■ DATA PROVIDED ■
#####
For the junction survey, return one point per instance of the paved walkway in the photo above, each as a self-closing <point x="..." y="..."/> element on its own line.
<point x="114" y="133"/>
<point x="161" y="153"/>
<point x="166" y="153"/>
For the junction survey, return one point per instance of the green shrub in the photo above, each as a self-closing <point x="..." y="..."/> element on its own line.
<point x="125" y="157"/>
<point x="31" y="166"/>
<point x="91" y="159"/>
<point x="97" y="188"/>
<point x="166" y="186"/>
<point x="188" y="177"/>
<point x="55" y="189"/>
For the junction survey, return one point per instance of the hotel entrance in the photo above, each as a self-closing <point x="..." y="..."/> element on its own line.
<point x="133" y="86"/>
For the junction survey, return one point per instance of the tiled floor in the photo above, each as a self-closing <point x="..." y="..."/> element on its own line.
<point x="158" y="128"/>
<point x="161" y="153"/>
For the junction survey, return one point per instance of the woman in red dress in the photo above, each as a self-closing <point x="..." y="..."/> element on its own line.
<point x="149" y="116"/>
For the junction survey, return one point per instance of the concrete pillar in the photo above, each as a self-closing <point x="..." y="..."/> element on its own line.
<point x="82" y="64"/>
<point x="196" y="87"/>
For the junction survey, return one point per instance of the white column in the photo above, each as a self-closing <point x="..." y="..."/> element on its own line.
#####
■ TASK REQUIREMENTS ■
Find "of the hotel" in the entries above, then repeat its line and all lines after it exactly, down to the last line.

■ ANSWER SECTION ■
For the junction survey, return one point per instance of the hotel entrance in the photo above, each as a self-closing <point x="..." y="..."/> element on its own line.
<point x="133" y="86"/>
For the junction survey, return one point per instance of the tiled floor in the photo above, each as a self-closing <point x="..." y="..."/> element on its own line.
<point x="158" y="128"/>
<point x="161" y="153"/>
For the junction survey, return one point per instance of the woman in red dress in the photo above, each as a self-closing <point x="..." y="..."/> element on its own line.
<point x="149" y="116"/>
For the junction survey, return one point per instance of the concrete pillar in the photo above, each as a self-closing <point x="..." y="..."/> element on its own line.
<point x="82" y="64"/>
<point x="196" y="87"/>
For the junction survey, return one point per instance of the white column in the photo above, each as a self-closing <point x="..." y="..."/> element on its own line.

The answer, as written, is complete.